[Task prompt]
Return the entries below verbatim, all of them, but leave out the pictures.

[Entries]
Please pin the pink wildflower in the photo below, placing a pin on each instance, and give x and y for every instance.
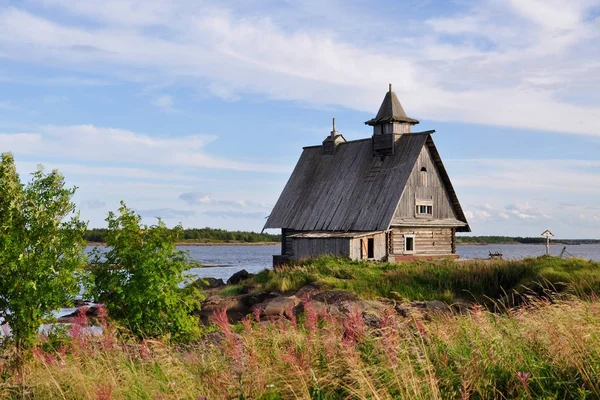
(354, 326)
(104, 392)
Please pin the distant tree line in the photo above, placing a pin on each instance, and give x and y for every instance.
(518, 240)
(200, 235)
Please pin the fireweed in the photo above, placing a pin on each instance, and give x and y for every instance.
(546, 350)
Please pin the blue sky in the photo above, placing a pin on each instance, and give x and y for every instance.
(197, 111)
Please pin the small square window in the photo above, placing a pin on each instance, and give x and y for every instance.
(409, 243)
(424, 209)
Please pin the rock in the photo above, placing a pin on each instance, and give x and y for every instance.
(335, 297)
(238, 277)
(252, 299)
(278, 305)
(247, 289)
(208, 283)
(308, 290)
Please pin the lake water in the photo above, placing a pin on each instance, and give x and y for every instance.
(229, 259)
(256, 258)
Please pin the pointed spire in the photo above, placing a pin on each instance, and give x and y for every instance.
(391, 111)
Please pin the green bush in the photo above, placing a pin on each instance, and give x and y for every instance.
(445, 280)
(41, 248)
(138, 278)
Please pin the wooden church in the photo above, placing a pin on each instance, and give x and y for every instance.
(387, 197)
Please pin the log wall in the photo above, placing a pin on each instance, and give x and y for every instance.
(428, 241)
(314, 247)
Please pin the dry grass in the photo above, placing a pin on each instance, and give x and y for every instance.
(541, 350)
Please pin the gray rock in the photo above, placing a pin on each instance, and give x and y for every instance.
(278, 305)
(208, 283)
(238, 277)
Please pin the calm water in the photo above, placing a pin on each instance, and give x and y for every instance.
(256, 258)
(230, 259)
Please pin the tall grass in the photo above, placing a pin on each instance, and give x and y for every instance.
(445, 280)
(543, 350)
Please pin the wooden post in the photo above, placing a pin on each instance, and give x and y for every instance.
(547, 234)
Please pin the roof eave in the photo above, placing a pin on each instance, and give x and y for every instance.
(375, 121)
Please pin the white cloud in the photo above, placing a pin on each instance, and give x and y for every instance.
(93, 204)
(530, 176)
(122, 146)
(535, 56)
(165, 103)
(200, 198)
(6, 105)
(165, 213)
(236, 214)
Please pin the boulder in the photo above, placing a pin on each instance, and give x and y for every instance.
(236, 310)
(309, 290)
(278, 305)
(252, 299)
(208, 283)
(238, 277)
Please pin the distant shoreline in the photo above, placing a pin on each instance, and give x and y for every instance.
(97, 244)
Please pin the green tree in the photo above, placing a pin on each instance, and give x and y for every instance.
(138, 276)
(41, 248)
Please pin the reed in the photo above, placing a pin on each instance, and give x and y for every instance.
(540, 350)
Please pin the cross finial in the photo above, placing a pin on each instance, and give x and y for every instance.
(333, 132)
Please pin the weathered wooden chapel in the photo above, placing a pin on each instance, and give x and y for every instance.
(387, 197)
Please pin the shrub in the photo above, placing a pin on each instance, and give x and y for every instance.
(138, 278)
(41, 248)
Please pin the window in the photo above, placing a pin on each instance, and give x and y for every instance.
(409, 243)
(424, 176)
(424, 209)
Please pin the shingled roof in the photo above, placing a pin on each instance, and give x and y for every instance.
(391, 111)
(351, 190)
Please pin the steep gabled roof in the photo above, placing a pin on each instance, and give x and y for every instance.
(458, 211)
(351, 190)
(391, 111)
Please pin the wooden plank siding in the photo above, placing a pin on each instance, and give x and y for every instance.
(414, 191)
(427, 241)
(339, 192)
(379, 250)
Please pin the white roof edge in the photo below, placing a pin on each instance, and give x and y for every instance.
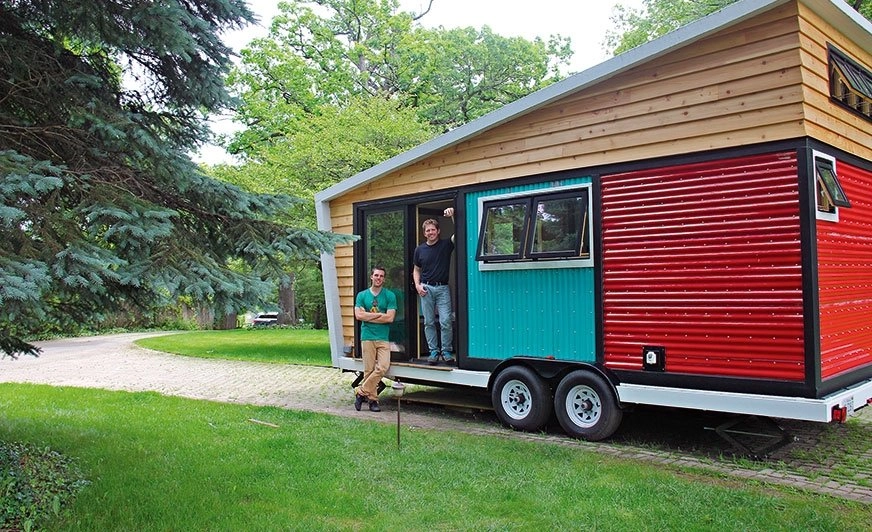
(726, 17)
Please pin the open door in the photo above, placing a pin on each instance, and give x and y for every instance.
(435, 210)
(385, 234)
(390, 233)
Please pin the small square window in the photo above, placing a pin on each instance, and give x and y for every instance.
(828, 184)
(545, 229)
(558, 226)
(502, 233)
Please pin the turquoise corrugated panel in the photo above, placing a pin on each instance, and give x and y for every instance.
(539, 313)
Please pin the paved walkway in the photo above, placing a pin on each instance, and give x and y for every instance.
(113, 362)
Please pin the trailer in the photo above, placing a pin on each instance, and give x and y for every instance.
(688, 224)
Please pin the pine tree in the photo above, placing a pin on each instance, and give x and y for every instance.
(100, 205)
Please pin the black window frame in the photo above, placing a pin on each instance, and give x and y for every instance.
(828, 180)
(534, 222)
(486, 209)
(850, 83)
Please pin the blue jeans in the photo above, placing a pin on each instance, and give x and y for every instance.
(437, 300)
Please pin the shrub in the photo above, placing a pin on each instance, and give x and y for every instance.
(35, 485)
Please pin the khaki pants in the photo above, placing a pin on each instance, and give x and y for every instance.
(376, 362)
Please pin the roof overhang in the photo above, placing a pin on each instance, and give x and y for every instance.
(835, 12)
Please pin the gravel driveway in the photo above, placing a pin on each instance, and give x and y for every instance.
(113, 362)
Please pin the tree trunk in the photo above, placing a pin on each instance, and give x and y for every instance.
(317, 320)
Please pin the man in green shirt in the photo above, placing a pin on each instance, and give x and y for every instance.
(375, 309)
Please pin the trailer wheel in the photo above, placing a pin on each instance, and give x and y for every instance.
(521, 399)
(586, 407)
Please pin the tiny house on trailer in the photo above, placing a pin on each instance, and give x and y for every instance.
(688, 224)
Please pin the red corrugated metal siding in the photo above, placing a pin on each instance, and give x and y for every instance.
(845, 278)
(704, 259)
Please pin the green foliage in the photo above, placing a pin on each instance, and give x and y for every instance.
(166, 463)
(330, 52)
(634, 27)
(100, 206)
(36, 484)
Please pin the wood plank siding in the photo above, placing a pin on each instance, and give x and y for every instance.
(824, 121)
(763, 79)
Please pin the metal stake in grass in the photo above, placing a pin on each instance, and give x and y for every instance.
(398, 388)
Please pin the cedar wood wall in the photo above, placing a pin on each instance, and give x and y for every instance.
(741, 86)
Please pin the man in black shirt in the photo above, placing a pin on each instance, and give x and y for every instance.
(432, 266)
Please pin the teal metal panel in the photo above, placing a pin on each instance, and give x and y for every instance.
(537, 312)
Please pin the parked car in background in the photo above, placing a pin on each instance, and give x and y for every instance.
(265, 318)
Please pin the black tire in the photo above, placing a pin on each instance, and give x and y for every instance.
(521, 399)
(586, 406)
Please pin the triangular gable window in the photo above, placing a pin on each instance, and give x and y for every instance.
(850, 83)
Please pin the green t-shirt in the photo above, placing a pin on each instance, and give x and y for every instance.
(383, 302)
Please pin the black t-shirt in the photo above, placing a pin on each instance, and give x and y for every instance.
(434, 261)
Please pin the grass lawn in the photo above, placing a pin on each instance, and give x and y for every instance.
(288, 346)
(166, 463)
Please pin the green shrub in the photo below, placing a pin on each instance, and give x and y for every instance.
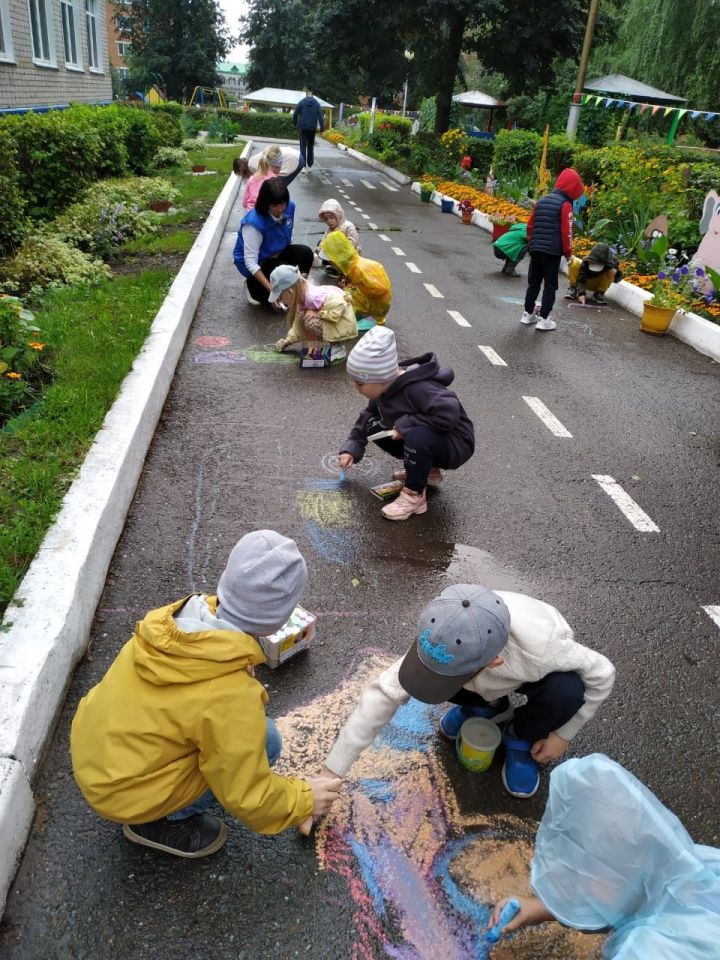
(22, 371)
(43, 262)
(13, 222)
(516, 151)
(170, 157)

[Exercise result]
Please pin the pink wildflower in the photo below, placing a pin on each instance, and give x and y for every instance.
(354, 326)
(104, 392)
Please pin the distant tree line in the photo above, placing a pin on each instance, and give x and y for every instance.
(518, 240)
(200, 235)
Please pin the fireweed in the photo above, placing a pin on each instance, and give x and y for every instance.
(546, 350)
Please pin the blue sky in the photo above, placing a pin on each instance, and give x and y for every instance.
(197, 111)
Please pin the small square window in the photo above, placing a pin on each instance, and give x and y for every instance.
(409, 243)
(424, 209)
Please pin the rock in the photo above, placing a pin on each instance, and give x and y for every instance.
(335, 297)
(238, 277)
(252, 299)
(278, 305)
(247, 289)
(208, 283)
(308, 290)
Please pin the lake water in the photo above, placing a pin on each instance, and give x and y for every instance.
(229, 259)
(256, 258)
Please pin the pointed spire in the photo above, placing a pin on each instance, and give x and y for every instance.
(391, 111)
Please pin the green bush in the photo above, placing a pin on each instance, and give x and y for every instance.
(445, 280)
(41, 248)
(138, 278)
Please pin the wooden church in the photo above, placing a pin on each instance, and give x and y for every instance.
(387, 197)
Please pin the log wall in the photo above, placing a pin on each instance, and give x and y for every instance.
(428, 241)
(314, 247)
Please pin the dry grass in the photo above, placing a pin on each instance, and give x and y for every instance.
(541, 350)
Please pin the gray rock in the photo above, placing a pin on each instance, and give x and y for every instance.
(278, 305)
(208, 283)
(238, 277)
Please pin the calm water in the photo above, placing a pin on each instance, and give x and y for every instance.
(256, 258)
(230, 259)
Please pin the tall grass in the photo above, placing a pin on each instance, and give x and y for every instance.
(445, 280)
(543, 350)
Please pin the wooden post in the photo above, placing a pin on each instance, and give x and y for every instance.
(547, 234)
Please pin the roof eave in the photo above, placing a pin on each instance, and give x and y for every instance.
(375, 121)
Please pin the white cloud in the photo above, placing a pin on each instance, and give x and y for every instance.
(93, 204)
(530, 176)
(122, 146)
(535, 56)
(165, 103)
(200, 198)
(6, 105)
(165, 213)
(236, 214)
Please pin the boulder in the photo above, placing a pin on each instance, and give x and y for every instance.
(236, 310)
(309, 290)
(278, 305)
(252, 299)
(208, 283)
(238, 277)
Please pin the distant shoreline in the photo above, placing a pin on each instance, and give x and y for every instance.
(97, 244)
Please pin the green tree in the photo above, placing a pin on each instance, and give x and y for every instance.
(138, 276)
(41, 248)
Please pin the reed in the photo above, placing a pin on each instance, and give x and y for every instance.
(540, 350)
Please pin the cross finial in the photo above, placing a pin on each instance, and give x and y for every instance.
(333, 132)
Please pin the weathered wooden chapel in the photo above, placing a pin on each instance, and give x and y for every instance.
(387, 197)
Please pin the shrub in the photo above, placing a pin on each instance, and give x and y for every instance.
(138, 278)
(41, 248)
Please pin the window in the photo above, placing a pin on each instance, and give x and y for every instance.
(409, 243)
(424, 176)
(424, 209)
Please pin the shingled roof in the photo above, placing a pin on each instance, and give x and y for every instance.
(391, 111)
(351, 190)
Please pin the steep gabled roof in the photo above, placing a pin on each instance, and give x and y for every instance.
(458, 211)
(351, 190)
(391, 111)
Please pin the wooden plank siding in the photo above, placing a pin on each instance, and give x and y for every instance.
(414, 191)
(427, 241)
(339, 192)
(379, 250)
Please pin the white roof edge in the photo below, placing a pin on each instance, and give x and y for every instance.
(726, 17)
Please pin the open door in the photo above, placing a pin on each instance, and give x and y for every instance.
(435, 210)
(385, 234)
(390, 233)
Please pin the small square window in the photo above, placing a pin on each instance, and give x and y for every instance.
(828, 184)
(545, 229)
(558, 226)
(502, 233)
Please pin the turquoise corrugated panel in the photo above, placing a pin on each instance, and give x and y for every instance.
(539, 313)
Please pin the paved walkway in the photo above, placing a pin on each instance, and give x and y for every instance.
(113, 362)
Please pin the trailer in the photo above, placing a pin on each instance, and give x and y for every instance.
(688, 224)
Please pin the pine tree in the photo above, placing a pin on each instance, and give x and y for every instance.
(100, 205)
Please pin the black window frame in the photo above, placing a pin on each instance, and give x and y for every instance.
(828, 180)
(534, 222)
(486, 209)
(850, 83)
Please pin the blue jeans in the photo above, placing a pin on each instance, and give x and y for every instance.
(437, 300)
Please pin the shrub in the photo above, placing a pin on each instance, and give x and y for every instance.
(35, 485)
Please pin the khaki pants in the photo above, placing a pin on each instance, and give x and y for every instance.
(376, 362)
Please pin the roof overhang in the photo above, placing a pin on each instance, and give x and y for every instance.
(835, 12)
Please pin the gravel driveway in the photo above, placing a pin on each instance, and give x and y for every instance.
(113, 362)
Please pin the tree trunk in the photo above, placing a pin on each instance, and give x and y for every instance.
(317, 320)
Please pin the man in green shirt in the photo above, placing a pin on each instance, and give x and y for every instance.
(375, 309)
Please pin the trailer wheel in the photo above, placing a pin on each instance, and give x and y for every instance.
(521, 399)
(586, 407)
Please pin the tiny house on trailer in the photo above, placing a pin on each instance, and give x and y for every instance.
(688, 224)
Please pin the red corrugated metal siding in the photo above, placing a pin on each instance, and give x and y for every instance.
(845, 278)
(704, 259)
Please pin the green foliage in the photo above, placing a pin on each instance, and give x and y for every instance.
(166, 463)
(330, 52)
(634, 27)
(100, 206)
(36, 484)
Please pin the wood plank siding in the photo above, placing a pin on each instance, and give x and y for every instance.
(824, 121)
(763, 79)
Please pin the metal stake in grass in the photo above, placing a pin on each instance, and give x and y for every instance.
(398, 388)
Please pin the cedar wood wall in the photo above, placing a pin on each instance, and give x and y for every instance.
(741, 86)
Please pin the man in black shirt in the photo above, placing a pin on each instance, and give x and y for every instance.
(432, 266)
Please pin the teal metal panel in the photo above, placing a pin on each instance, and give x and y for every instance.
(537, 312)
Please pin the parked car in background in the photo above, placing a pin on each instance, and give x and y for every instance.
(265, 318)
Please pin the black tire in the photo above, placing a pin on each instance, and give x and y for every instance.
(521, 399)
(586, 406)
Please pin the triangular gable window in the photo above, placing a pin on each instance, and give x and y for every instance.
(850, 83)
Please pin the green t-shirt in the photo above, placing a pin on each instance, and give x and y for every instance.
(383, 302)
Please pin the black t-shirt in the photo above, placing a pin on each instance, and give x and y for every instance.
(434, 261)
Please pin the grass lawn in the photo above, placing a pin on each instance, and give x and y for every instance.
(288, 346)
(166, 463)
Please pin the green shrub in the photo below, placing a pin on each instance, and give x and y for every instance.
(22, 371)
(43, 262)
(13, 222)
(516, 151)
(170, 157)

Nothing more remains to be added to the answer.